-- Exercise prompt --
From the line that includes "Practice step: indicate the gray shingle" to the last line of the data, quote each line precisely; both boundary lines belong in the answer.

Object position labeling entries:

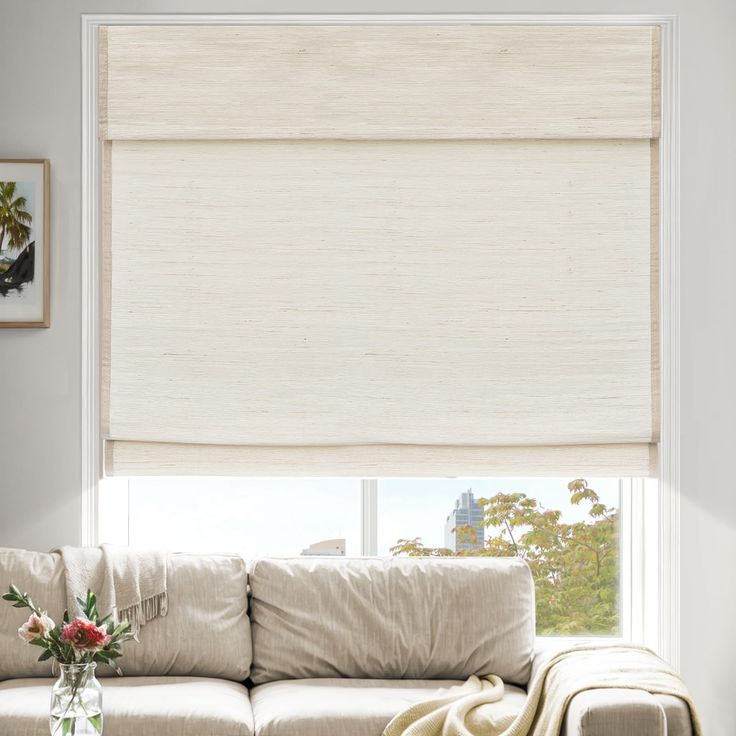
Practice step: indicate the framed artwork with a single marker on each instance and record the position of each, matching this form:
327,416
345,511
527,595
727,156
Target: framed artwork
24,243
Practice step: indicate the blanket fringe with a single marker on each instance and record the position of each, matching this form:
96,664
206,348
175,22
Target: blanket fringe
145,611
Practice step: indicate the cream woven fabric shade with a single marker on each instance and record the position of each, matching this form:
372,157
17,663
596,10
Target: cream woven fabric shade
381,250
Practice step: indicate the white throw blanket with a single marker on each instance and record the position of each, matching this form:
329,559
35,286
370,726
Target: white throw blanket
476,707
130,584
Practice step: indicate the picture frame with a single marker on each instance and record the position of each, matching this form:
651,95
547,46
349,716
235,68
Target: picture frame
25,243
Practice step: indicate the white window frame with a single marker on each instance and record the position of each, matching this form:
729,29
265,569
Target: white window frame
667,553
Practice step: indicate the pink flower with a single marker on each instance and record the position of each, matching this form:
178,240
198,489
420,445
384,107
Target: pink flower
84,635
36,627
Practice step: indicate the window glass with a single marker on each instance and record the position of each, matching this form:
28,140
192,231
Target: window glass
567,530
269,517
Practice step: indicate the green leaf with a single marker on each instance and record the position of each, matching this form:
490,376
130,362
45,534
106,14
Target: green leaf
96,722
121,628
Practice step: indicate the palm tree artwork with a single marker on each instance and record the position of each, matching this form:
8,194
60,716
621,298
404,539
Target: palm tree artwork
15,232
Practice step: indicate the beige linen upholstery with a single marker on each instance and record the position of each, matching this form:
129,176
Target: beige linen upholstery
391,618
613,712
341,707
206,632
617,711
138,706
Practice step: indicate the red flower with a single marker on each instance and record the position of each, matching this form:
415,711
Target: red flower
83,634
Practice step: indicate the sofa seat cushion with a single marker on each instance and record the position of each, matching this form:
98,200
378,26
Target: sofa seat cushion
336,707
144,706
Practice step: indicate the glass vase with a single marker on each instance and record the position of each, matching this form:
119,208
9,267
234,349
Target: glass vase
76,702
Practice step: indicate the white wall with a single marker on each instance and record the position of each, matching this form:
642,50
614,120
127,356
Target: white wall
40,369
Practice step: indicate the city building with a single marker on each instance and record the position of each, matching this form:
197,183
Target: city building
467,513
327,547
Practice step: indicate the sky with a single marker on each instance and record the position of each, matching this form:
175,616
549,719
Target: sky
280,517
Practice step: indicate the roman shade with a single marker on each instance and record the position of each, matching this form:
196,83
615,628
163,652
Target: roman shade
380,249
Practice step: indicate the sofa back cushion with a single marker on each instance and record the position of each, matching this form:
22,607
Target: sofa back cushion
394,618
206,632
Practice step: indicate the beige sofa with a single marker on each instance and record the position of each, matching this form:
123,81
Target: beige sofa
309,647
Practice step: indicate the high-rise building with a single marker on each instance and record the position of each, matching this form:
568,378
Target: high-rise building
326,548
467,513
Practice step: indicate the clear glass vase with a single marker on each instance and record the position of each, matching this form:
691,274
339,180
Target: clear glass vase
76,702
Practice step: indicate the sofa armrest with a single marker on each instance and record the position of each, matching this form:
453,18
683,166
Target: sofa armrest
612,712
617,711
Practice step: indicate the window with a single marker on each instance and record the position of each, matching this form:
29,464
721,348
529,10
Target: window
587,541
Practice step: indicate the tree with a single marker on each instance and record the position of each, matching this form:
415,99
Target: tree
574,566
14,218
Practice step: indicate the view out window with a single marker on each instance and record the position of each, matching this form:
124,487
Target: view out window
568,530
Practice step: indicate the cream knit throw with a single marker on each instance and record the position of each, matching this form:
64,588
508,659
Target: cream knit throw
476,707
130,584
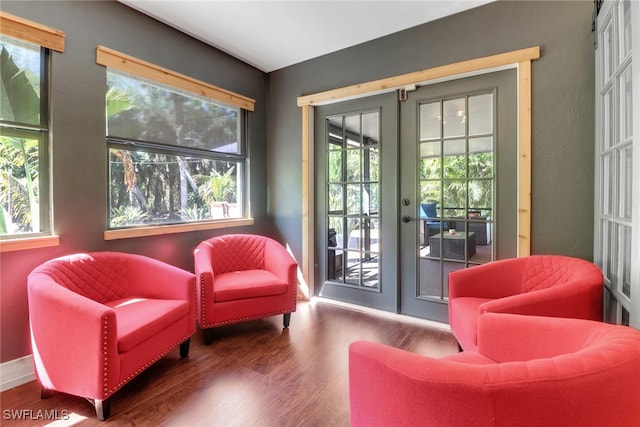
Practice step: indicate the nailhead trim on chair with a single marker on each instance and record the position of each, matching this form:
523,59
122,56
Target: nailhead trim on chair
151,362
240,319
105,385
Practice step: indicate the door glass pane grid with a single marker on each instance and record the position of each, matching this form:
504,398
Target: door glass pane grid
616,152
353,195
624,19
456,184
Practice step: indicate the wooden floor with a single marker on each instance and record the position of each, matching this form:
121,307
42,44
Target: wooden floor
254,374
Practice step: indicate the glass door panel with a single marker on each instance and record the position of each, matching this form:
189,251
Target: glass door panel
355,143
449,169
615,246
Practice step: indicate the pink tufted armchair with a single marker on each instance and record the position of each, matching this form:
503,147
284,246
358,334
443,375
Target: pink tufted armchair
242,277
544,285
528,371
99,319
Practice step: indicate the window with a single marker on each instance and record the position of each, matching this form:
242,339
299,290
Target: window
175,156
25,212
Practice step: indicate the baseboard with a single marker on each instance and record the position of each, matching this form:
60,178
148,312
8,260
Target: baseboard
16,372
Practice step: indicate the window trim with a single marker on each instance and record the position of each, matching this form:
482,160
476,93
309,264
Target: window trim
123,62
113,59
33,32
53,39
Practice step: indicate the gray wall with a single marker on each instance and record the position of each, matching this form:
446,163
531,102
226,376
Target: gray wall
79,151
563,106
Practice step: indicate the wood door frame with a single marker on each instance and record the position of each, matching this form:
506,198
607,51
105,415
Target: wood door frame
519,59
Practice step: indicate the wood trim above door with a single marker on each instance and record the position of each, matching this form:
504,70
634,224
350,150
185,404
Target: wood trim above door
519,59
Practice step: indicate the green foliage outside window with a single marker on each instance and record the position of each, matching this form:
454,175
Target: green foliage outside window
187,163
20,137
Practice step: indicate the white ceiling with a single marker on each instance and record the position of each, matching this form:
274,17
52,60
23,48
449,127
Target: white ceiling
272,34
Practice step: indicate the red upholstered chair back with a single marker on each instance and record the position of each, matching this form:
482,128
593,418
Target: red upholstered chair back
101,277
542,272
237,252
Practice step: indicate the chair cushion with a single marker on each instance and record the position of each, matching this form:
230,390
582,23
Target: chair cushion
466,319
141,318
245,284
469,357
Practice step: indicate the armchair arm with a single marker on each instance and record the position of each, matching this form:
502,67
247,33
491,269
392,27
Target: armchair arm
573,300
69,330
506,337
204,278
393,387
496,279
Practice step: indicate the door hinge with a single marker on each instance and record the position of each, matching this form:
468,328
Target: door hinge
403,93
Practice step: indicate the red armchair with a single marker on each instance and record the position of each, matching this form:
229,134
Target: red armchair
99,319
242,277
544,285
528,371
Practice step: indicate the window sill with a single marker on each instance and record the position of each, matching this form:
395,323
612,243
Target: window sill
29,243
170,229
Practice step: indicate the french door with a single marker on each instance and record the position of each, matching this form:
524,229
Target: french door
356,189
411,186
617,205
457,187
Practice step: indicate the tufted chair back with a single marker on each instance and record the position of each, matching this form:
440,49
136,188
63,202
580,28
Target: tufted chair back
237,252
101,277
542,272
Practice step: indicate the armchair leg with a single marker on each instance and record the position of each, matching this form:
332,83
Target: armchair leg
184,348
208,336
286,319
45,393
103,408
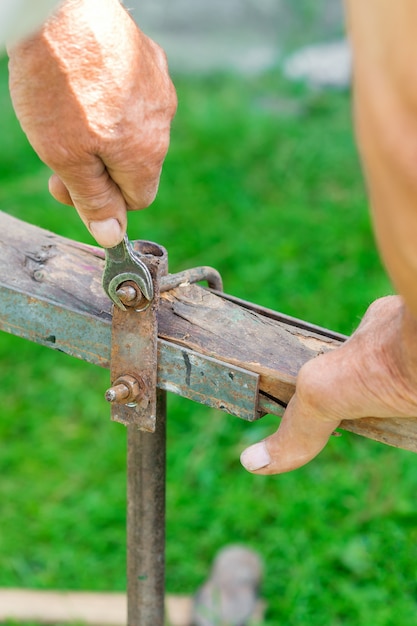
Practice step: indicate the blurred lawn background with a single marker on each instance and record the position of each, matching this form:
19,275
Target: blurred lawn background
262,181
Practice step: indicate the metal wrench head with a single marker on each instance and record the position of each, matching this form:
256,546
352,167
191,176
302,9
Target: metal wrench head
124,264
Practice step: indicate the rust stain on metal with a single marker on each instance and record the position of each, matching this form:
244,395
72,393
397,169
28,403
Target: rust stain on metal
134,349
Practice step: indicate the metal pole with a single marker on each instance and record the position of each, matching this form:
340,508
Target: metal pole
146,461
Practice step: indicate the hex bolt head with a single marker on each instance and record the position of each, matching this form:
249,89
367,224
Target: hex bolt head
130,294
124,390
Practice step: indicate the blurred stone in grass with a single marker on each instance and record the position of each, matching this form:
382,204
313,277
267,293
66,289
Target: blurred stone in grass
321,65
230,596
246,36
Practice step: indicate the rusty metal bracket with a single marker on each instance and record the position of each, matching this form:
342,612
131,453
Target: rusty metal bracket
133,369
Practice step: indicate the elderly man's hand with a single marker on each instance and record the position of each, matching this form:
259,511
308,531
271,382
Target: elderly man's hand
94,97
374,374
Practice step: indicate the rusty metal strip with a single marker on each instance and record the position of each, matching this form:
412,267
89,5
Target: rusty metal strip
208,381
88,338
134,348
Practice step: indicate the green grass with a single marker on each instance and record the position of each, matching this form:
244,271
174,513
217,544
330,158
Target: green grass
262,181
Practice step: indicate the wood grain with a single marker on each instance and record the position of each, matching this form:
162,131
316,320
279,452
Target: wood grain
65,275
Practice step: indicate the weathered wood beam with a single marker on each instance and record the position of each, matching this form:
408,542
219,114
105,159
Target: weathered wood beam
211,349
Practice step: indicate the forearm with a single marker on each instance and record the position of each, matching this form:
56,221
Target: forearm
384,41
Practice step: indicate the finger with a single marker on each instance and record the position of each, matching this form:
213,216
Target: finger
58,190
97,199
299,438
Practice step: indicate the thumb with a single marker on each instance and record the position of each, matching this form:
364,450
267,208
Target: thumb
301,435
97,199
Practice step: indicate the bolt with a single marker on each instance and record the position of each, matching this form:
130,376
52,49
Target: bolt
130,294
38,275
125,389
127,294
117,393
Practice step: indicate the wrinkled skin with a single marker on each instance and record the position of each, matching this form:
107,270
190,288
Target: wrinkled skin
372,375
94,97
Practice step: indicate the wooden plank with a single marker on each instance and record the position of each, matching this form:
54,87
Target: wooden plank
51,293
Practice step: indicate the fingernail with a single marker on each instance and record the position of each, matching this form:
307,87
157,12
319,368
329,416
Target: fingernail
107,233
255,457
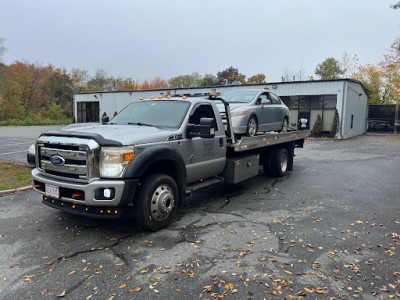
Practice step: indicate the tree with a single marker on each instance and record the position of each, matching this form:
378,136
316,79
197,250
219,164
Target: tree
317,129
349,64
229,75
257,79
3,49
79,79
99,82
329,69
209,80
184,81
289,75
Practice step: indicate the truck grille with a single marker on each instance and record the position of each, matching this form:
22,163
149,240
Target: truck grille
67,158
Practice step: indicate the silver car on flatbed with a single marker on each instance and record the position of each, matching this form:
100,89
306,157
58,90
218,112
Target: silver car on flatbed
255,110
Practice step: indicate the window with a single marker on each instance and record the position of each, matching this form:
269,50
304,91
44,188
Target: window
202,111
330,101
158,113
274,99
88,112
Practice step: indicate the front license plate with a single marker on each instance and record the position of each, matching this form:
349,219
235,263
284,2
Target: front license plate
52,191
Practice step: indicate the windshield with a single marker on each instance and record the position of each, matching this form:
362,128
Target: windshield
244,96
159,113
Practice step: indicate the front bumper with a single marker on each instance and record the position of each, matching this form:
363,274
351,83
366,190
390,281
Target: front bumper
90,193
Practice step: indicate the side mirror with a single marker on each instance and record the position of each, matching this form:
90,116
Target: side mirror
265,102
204,130
105,120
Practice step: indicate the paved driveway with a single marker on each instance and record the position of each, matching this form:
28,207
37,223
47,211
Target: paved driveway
328,230
15,141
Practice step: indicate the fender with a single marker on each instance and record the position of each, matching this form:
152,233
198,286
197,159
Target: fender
142,161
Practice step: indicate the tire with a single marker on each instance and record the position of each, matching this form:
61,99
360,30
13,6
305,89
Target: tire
285,125
156,202
280,162
266,163
252,126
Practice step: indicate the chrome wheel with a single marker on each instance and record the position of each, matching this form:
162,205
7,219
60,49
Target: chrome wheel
162,202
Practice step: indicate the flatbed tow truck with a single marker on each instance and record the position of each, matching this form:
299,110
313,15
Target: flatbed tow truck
151,154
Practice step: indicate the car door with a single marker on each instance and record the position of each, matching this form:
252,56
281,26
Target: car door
278,111
204,157
265,113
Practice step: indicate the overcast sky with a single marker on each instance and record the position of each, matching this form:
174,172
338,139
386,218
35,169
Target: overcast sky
144,39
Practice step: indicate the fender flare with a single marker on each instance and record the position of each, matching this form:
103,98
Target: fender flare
149,156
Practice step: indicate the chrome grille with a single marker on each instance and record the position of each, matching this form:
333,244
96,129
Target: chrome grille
79,158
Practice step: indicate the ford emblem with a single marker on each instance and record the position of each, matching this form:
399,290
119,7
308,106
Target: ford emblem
57,160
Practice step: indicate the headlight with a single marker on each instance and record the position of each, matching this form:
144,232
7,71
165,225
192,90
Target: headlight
32,149
238,113
113,160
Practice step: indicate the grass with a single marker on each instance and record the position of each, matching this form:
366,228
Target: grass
14,175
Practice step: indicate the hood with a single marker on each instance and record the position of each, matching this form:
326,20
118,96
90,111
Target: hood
125,134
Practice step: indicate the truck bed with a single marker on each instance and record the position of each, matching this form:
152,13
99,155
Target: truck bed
268,139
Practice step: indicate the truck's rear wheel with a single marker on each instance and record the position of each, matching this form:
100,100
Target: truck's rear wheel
280,162
156,203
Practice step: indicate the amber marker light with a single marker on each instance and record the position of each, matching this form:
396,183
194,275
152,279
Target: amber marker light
128,156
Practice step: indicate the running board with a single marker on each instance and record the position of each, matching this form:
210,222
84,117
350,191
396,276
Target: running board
198,185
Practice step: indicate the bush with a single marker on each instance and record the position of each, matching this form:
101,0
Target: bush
317,129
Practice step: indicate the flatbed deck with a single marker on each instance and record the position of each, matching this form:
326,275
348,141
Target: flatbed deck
268,139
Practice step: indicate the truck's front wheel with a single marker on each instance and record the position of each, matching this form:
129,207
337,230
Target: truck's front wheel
156,203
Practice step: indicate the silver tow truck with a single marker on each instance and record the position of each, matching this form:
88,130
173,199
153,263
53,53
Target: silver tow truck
151,154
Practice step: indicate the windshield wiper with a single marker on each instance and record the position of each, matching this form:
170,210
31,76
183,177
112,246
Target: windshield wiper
141,124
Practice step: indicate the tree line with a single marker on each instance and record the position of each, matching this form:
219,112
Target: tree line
33,94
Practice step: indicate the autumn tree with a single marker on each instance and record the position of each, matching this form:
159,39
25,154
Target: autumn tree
257,79
99,81
3,49
349,64
229,75
184,81
329,69
209,80
79,78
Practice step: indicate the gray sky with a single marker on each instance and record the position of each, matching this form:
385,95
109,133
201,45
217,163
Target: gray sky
144,39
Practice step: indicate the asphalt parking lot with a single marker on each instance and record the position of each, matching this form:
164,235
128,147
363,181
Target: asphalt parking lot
328,230
15,141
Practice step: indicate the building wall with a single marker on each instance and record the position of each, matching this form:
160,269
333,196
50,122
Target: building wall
349,101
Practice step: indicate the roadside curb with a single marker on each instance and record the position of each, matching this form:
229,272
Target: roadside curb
16,190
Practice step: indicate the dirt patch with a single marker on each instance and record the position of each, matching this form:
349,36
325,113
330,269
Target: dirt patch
14,175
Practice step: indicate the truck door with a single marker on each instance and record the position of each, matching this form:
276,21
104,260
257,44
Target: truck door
204,157
266,113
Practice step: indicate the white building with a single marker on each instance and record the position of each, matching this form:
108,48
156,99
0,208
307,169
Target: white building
305,99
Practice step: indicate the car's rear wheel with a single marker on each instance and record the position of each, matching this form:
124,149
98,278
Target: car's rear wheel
252,126
285,125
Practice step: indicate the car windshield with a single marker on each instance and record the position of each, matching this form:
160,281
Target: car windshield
244,96
159,113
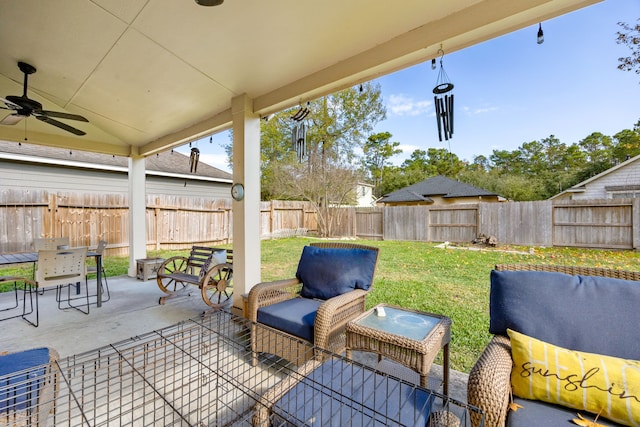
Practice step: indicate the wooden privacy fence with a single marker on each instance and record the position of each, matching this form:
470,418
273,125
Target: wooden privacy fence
178,222
601,224
172,222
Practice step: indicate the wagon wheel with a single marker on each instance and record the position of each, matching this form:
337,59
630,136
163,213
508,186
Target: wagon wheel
176,264
217,287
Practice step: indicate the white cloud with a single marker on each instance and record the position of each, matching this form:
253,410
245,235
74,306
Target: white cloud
402,105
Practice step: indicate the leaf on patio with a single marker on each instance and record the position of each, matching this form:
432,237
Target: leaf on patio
582,421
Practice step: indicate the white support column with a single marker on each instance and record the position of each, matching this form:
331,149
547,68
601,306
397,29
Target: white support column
137,210
246,213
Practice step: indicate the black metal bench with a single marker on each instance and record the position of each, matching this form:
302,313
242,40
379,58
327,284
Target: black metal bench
209,269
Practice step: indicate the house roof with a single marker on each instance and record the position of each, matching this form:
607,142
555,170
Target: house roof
170,163
582,186
440,186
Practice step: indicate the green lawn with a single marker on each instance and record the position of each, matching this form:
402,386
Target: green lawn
419,275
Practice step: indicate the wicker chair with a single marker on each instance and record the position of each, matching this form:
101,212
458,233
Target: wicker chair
489,385
330,321
28,386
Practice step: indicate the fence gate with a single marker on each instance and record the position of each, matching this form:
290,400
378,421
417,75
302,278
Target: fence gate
453,224
594,224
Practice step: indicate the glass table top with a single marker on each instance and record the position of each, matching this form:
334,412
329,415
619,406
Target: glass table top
400,322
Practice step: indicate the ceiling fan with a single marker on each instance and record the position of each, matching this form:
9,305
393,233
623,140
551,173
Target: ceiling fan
25,107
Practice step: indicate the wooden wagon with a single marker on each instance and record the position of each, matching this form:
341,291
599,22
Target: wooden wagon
210,269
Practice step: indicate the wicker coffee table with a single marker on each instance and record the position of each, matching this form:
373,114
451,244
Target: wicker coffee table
409,337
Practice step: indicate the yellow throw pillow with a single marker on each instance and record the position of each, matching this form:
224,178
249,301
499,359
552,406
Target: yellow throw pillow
584,381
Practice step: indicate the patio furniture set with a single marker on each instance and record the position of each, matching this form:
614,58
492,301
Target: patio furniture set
56,265
289,360
226,370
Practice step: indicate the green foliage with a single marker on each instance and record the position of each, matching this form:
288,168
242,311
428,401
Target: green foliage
421,276
630,36
377,152
541,169
337,129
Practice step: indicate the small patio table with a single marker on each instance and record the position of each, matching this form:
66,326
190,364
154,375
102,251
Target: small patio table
32,257
410,337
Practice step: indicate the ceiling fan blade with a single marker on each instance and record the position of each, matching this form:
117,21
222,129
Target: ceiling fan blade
12,119
61,125
60,115
10,105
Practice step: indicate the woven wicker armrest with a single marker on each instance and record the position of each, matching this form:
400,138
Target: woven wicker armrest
333,315
267,293
489,385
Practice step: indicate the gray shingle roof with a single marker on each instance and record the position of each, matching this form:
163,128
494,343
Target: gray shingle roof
168,162
435,186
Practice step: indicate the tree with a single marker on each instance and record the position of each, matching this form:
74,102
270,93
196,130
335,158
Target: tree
377,152
337,126
631,38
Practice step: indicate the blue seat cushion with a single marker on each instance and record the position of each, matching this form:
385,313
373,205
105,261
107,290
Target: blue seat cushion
329,272
21,378
535,413
338,393
575,312
294,316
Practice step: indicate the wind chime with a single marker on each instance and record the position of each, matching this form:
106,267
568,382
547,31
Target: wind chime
299,132
194,158
443,101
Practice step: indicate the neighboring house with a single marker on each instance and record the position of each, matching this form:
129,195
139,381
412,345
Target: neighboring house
30,166
438,190
621,181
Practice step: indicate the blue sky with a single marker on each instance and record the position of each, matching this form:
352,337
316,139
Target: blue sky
511,90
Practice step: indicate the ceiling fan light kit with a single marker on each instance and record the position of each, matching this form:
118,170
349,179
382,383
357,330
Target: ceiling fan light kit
209,2
23,107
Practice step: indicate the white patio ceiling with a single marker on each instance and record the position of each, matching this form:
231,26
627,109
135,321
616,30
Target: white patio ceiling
154,74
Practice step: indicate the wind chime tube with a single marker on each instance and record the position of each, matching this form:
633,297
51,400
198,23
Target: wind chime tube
443,117
435,101
451,114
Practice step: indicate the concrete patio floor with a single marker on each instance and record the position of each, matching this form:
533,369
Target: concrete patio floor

-- Expected output --
Practice step: indicate the gray shingle roof with a single marker on each instance and record the position of each, matching this form:
163,128
494,343
Target: gray shingle roof
168,162
435,186
Practice step: indicate the tree with a single marker on each instance and record the position of each, matching this form:
74,102
270,93
196,130
335,158
Target: tree
377,152
337,126
631,38
Practice step: indicate the blue seat cushion with a single marker on each instance and record the position of each, matching this form:
385,313
373,205
105,261
107,290
Target: blue seat cushion
329,272
21,378
535,413
338,393
575,312
294,316
Practice step: indicate the wind chime with a single marker on each instance and record the position of each, matching this form:
106,267
568,382
547,31
Target: wind chime
299,132
194,158
443,101
Practice step: indicate the neighboring house with a single marker on each instance and record the position of each, matching this form:
129,195
139,381
412,345
Target: neighboring house
30,166
438,190
621,181
Practice step: indicate the blue sky with a single marker on each instance and record the position of each, matching this form:
352,337
316,139
Target: blue sky
511,90
Practice step: indicate the ceiling fan light kit with a single marker on each instance and record the position of each, matching this form:
118,170
349,179
382,383
357,330
Target: ceiling fan light kit
209,2
23,107
Practice step: indicate the white patio ceiling with a single marker on each instance and record the position of each, matching this form:
231,26
627,109
135,321
616,30
Target: white patio ceiling
154,74
Practice step: indicate the wind chime tube with a single marker on each instance and record the position of each, matching this form:
633,297
51,400
198,23
Target: wind chime tube
443,117
435,101
451,114
Practice step: indicate the concrete patio floor with a single marker on each instance and record the position of each, matching this form:
533,369
Target: concrete patio floor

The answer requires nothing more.